- [REQUIRED WORK]:
a. Decide whether each statement agrees with the guide on reviewing a medical bill, answering yes or no and quoting the deciding words: (i) a hospital visit may bring a separate bill from the radiologist who read your x-ray; (ii) errors on the bill should be reported to your insurer; (iii) receipts should be saved as proof of payment.
b. Continue the guide on reviewing a medical bill from its last sentence.

- [PASSAGE SHOWN]:
########################################

How To Review Your Medical Bill
After you visit a provider, you may get a bill telling you how much you have to pay. Providers can include doctors, hospitals and others who give you healthcare. The amount you owe will depend on a number of things. Those may include whether you have insurance, as well as your type of plan and its cost-sharing requirements. They may also include whether you received services in or out of your plan's network.
Medical bills may look different, but they all include the same basic information. Your bill tells you the services you received and the dates you received them. It also states the cost for each service and the total amount you owe. Most often, you’ll get a separate bill for each type of specialty care. For example, when you visit a hospital, you may get a bill from your surgeon, and you also may get a separate bill from the radiologist who read your x-ray.
- Before your visit, ask your doctor which services you will get. Ask how much you will have to pay for each.
- When you get a bill, make sure it’s right. Look for overcharges, double-billing and incorrect dates of service. Ask about any codes you don’t understand. If you believe there are errors in the bill, even minor ones, contact your provider.
- If each procedure or service isn’t listed separately, ask for an itemized bill.
- Make sure the procedures and total payment amounts on your bill match your explanation of benefits (EOB). If the EOB is not right, contact your insurer.
- Use the FH Consumer Cost Lookup to compare the charge amounts on your bill with what providers typically charge for the services you received.
- Keep records! Save all receipts as proof of payment. Write down your healthcare visits and services received. Record the names of providers, bills and the amounts you have paid with the dates of payment. This helps avoid confusion if there is a question about whether you paid a bill.

########################################

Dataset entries
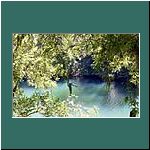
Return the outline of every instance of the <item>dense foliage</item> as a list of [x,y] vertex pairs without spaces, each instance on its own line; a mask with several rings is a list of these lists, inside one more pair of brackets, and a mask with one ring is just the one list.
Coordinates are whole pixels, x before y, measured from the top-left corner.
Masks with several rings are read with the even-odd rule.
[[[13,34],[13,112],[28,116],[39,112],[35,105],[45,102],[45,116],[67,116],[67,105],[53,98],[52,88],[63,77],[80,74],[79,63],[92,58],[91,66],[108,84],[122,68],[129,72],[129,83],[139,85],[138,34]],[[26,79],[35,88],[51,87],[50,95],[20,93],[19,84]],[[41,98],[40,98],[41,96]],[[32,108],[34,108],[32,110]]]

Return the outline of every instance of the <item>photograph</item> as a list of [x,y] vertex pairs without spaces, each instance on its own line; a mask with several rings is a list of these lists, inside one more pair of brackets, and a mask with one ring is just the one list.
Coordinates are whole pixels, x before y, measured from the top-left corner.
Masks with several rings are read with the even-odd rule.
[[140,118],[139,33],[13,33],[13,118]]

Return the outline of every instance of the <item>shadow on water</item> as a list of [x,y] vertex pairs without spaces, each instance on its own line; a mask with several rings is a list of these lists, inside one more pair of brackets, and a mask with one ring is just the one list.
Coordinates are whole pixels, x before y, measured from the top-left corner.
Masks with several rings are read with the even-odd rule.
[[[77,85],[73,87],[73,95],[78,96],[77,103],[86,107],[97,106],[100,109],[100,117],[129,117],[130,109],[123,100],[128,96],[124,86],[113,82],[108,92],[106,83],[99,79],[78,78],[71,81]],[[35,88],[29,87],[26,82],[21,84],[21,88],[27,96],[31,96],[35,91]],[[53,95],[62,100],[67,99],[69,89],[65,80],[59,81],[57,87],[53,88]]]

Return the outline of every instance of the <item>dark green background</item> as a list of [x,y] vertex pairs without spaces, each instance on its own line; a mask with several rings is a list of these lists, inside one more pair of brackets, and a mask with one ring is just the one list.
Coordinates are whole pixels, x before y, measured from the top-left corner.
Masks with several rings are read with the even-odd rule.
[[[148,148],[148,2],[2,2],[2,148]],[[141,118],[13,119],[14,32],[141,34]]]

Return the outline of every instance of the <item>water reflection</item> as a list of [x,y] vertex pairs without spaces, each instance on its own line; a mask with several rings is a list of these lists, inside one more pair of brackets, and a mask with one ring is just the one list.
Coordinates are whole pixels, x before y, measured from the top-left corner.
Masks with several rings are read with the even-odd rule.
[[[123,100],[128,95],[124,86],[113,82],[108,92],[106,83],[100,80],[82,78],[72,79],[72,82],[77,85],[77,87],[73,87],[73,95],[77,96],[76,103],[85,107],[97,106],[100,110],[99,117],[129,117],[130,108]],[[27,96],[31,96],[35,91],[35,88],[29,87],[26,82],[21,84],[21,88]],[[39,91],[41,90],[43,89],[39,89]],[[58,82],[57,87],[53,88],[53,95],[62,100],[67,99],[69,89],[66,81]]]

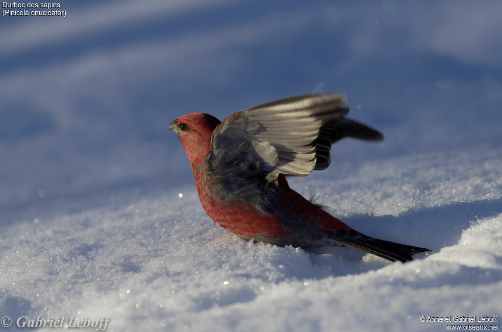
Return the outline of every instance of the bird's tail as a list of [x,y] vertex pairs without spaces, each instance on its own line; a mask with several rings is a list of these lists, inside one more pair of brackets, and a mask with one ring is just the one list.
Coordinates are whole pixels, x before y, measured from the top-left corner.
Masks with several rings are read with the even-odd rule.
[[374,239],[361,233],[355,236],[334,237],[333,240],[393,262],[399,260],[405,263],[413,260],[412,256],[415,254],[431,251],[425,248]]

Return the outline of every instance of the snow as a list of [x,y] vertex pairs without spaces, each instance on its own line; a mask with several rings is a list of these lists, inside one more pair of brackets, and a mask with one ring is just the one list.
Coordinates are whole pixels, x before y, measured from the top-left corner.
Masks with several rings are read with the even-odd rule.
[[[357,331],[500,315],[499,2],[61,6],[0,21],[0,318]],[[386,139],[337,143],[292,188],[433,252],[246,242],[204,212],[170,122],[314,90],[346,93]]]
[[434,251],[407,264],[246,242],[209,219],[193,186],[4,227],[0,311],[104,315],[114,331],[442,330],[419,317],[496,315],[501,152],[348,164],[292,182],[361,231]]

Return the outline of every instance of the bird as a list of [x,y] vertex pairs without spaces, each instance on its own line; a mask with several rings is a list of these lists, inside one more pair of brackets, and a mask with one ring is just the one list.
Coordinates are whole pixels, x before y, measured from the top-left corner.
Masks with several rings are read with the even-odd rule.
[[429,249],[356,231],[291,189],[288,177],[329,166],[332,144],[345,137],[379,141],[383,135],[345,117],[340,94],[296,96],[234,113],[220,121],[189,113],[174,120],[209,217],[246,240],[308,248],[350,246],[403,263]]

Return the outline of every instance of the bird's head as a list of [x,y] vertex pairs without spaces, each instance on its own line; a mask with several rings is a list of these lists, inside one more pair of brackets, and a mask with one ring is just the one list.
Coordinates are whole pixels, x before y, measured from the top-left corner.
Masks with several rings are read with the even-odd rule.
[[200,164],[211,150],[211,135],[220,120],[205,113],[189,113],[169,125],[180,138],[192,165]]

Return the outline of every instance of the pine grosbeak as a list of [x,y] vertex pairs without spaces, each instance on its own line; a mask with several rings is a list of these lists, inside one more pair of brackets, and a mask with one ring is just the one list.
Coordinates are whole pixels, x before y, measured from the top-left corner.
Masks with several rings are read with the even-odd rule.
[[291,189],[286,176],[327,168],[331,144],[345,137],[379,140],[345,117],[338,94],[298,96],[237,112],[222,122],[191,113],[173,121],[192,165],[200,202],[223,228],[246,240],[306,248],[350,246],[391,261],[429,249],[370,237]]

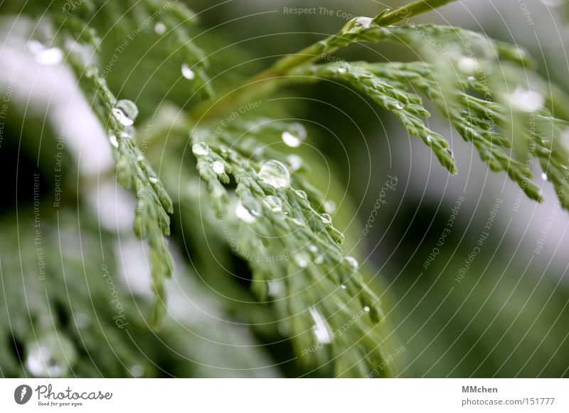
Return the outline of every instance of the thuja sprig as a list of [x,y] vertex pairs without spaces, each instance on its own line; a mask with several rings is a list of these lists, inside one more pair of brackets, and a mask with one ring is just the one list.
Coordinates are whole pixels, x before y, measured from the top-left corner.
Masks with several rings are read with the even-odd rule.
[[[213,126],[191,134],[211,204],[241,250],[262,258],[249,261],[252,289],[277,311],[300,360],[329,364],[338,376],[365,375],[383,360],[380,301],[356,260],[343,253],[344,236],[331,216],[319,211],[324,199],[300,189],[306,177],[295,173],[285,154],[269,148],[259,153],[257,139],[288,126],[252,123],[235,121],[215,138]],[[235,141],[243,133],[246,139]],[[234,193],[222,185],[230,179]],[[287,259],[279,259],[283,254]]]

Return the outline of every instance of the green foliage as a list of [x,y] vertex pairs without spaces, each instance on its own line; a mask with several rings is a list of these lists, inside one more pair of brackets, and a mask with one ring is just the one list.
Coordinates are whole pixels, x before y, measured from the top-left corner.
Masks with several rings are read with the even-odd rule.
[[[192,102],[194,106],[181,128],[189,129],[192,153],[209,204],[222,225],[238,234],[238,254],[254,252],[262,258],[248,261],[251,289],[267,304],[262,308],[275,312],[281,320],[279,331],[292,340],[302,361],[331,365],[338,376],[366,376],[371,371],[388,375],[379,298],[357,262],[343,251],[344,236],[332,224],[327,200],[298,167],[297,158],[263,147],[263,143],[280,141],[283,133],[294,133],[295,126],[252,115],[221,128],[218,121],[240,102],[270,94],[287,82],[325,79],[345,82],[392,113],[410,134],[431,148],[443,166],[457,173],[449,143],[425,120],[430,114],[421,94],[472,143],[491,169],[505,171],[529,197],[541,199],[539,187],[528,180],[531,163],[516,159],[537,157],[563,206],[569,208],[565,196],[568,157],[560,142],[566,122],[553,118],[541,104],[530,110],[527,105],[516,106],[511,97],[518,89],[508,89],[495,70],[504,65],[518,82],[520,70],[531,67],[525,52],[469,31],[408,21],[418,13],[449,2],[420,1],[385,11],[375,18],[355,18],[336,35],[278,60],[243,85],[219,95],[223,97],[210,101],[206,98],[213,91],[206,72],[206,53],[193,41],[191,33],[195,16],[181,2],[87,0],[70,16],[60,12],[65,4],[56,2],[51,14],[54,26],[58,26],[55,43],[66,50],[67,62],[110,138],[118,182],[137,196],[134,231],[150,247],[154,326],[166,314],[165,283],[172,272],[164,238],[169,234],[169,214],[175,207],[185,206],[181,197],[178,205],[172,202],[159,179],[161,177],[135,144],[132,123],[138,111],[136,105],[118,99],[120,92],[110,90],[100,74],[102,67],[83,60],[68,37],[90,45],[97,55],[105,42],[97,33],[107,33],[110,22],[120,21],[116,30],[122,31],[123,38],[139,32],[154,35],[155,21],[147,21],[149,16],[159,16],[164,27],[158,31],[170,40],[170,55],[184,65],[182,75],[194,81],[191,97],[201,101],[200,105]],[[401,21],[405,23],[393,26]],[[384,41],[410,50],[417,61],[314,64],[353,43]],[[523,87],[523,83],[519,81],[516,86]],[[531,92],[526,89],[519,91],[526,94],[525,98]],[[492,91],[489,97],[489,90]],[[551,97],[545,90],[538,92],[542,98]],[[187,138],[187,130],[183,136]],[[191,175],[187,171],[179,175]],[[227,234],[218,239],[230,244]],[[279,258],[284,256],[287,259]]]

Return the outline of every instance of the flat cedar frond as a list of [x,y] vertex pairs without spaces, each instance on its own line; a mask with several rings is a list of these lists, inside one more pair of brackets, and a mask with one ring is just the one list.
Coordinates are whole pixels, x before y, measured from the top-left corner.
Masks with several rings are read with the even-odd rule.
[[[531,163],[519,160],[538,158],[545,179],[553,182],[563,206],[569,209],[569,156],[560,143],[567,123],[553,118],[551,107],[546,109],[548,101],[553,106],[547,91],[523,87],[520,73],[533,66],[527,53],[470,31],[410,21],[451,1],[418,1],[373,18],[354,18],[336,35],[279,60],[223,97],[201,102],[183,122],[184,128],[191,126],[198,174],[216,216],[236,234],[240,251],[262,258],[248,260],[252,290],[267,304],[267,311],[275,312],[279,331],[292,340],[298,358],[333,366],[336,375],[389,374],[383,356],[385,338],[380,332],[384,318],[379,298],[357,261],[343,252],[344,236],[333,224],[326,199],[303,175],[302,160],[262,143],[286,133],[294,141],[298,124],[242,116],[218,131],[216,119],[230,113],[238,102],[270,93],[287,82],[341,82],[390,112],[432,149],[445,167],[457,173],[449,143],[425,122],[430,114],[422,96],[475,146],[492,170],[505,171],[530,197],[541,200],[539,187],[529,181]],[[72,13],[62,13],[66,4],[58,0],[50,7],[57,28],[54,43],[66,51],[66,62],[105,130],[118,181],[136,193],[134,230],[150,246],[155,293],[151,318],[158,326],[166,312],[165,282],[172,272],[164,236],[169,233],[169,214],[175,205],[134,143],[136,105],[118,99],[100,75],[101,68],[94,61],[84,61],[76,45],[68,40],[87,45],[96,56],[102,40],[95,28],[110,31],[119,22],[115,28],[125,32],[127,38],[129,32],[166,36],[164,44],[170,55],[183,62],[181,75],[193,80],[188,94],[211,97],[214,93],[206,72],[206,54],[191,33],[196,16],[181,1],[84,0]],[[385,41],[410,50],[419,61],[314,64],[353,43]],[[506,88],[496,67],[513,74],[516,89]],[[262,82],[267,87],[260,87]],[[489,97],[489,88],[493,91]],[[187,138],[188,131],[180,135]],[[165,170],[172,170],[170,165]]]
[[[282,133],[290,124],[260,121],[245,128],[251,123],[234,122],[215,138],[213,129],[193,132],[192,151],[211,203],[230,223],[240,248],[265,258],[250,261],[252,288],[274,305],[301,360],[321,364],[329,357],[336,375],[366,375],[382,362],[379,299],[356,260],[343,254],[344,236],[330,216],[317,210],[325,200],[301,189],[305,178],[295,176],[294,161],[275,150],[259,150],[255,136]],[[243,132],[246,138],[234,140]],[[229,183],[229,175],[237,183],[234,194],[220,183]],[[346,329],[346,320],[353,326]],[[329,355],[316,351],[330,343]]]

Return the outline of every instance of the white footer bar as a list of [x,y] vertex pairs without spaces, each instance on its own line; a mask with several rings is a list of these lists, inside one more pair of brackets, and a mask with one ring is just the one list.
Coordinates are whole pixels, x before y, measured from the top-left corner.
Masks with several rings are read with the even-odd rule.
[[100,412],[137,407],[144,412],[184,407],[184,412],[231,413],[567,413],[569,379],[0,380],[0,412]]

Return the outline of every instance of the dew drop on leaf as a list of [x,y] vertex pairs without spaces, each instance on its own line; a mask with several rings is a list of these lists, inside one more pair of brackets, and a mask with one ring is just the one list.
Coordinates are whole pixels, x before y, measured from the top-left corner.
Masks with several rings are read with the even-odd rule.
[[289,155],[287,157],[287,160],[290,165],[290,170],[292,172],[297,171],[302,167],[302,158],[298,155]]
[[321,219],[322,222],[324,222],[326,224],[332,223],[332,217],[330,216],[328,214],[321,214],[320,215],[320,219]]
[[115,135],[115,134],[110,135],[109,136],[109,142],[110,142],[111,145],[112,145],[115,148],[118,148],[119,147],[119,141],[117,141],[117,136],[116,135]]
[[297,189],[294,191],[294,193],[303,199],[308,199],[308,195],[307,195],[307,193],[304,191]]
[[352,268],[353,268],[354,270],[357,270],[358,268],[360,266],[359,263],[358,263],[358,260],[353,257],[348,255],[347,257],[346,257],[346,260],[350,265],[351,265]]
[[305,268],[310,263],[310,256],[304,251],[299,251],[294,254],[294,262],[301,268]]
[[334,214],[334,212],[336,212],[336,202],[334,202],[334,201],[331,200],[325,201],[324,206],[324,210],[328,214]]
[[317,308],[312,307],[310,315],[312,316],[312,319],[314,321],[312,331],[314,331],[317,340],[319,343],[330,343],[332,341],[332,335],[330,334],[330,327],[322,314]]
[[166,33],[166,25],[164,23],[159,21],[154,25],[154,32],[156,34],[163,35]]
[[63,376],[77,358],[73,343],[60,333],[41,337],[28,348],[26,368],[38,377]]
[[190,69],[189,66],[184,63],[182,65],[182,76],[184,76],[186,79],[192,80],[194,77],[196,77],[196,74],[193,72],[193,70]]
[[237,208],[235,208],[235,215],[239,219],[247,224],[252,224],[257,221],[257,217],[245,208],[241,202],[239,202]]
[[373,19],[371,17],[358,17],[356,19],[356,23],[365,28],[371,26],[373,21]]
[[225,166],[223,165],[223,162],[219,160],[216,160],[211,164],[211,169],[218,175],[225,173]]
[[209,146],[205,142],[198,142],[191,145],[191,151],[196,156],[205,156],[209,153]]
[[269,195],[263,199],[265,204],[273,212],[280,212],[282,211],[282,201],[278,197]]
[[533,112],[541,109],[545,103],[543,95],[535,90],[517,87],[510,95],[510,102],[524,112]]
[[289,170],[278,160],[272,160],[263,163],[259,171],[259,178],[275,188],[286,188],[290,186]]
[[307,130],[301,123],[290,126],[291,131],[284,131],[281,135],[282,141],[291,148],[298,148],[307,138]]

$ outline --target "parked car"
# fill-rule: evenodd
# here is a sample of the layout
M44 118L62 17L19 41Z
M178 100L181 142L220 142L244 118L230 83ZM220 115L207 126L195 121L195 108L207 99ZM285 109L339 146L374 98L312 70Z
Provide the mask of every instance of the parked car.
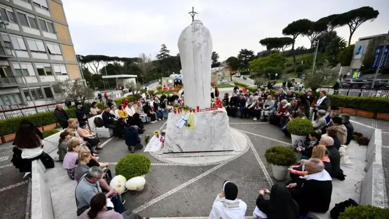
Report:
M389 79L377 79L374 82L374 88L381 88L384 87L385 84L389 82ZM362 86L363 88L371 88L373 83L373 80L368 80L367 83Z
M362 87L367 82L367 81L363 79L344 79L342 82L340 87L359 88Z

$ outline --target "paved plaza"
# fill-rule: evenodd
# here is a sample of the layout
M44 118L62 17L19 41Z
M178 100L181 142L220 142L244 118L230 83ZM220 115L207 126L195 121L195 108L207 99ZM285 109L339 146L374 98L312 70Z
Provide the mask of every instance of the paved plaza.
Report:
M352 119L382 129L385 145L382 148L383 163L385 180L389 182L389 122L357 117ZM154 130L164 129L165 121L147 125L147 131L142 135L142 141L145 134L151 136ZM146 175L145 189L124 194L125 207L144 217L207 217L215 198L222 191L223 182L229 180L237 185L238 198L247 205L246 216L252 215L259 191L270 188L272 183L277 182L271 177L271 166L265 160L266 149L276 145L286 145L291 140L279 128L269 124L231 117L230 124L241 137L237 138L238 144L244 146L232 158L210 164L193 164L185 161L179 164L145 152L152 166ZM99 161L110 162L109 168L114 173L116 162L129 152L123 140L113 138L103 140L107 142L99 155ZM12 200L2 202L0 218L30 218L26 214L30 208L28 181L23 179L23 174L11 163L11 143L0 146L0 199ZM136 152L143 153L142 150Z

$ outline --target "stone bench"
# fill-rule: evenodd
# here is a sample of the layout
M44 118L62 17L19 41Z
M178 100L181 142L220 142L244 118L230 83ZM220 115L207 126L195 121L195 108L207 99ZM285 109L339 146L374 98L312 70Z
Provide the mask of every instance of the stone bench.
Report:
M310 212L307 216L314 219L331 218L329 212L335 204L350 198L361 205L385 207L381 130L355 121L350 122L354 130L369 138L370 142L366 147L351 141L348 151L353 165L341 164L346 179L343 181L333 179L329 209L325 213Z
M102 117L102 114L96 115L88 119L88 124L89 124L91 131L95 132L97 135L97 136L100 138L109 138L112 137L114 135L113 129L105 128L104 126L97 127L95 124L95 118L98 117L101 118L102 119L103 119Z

########################################

- [TASK RESULTS]:
a.
(i) Yes: "you also may get a separate bill from the radiologist who read your x-ray."
(ii) No: "If you believe there are errors in the bill, even minor ones, contact your provider."
(iii) Yes: "Save all receipts as proof of payment."

b.
If you can’t pay, act quickly. Contact your provider to talk about lower fees or payment options.
After you visit a provider, you’ll typically receive a bill telling you how much you have to pay. Providers can include healthcare professionals, hospitals and other types of healthcare facilities. The amount you owe will depend on a number of factors – whether you have insurance, your type of plan and its cost-sharing features, and whether you received services in or out of your plan’s network. It’s important to look at your bill carefully and understand all the items on it to make sure you’re being charged the correct amount.
Is My Bill Correct and Does It Match My EOB?
Review your bill for any errors—even if you think they are minor. There may be treatments listed that you did not receive, charges that are higher than what you were told, a misspelled name or duplicate charges for the same service. If you spot any errors, contact your provider or his or her billing department.
You should also compare your bill to the Explanation of Benefits (EOB) form you received from your insurer, which lists the services you received and how much your plan paid. Your insurer’s payment should be listed under the “payments” section on your bill. If it hasn’t been applied, or you’re not sure, contact your provider’s billing department. The EOB and bill should match. If they do not, contact your insurer.
Tip: Some bills may only list a total amount owed, even if you received more than one service. If that happens, request an itemized bill that lists every single service and item you are being asked to pay. This makes it easier to spot errors.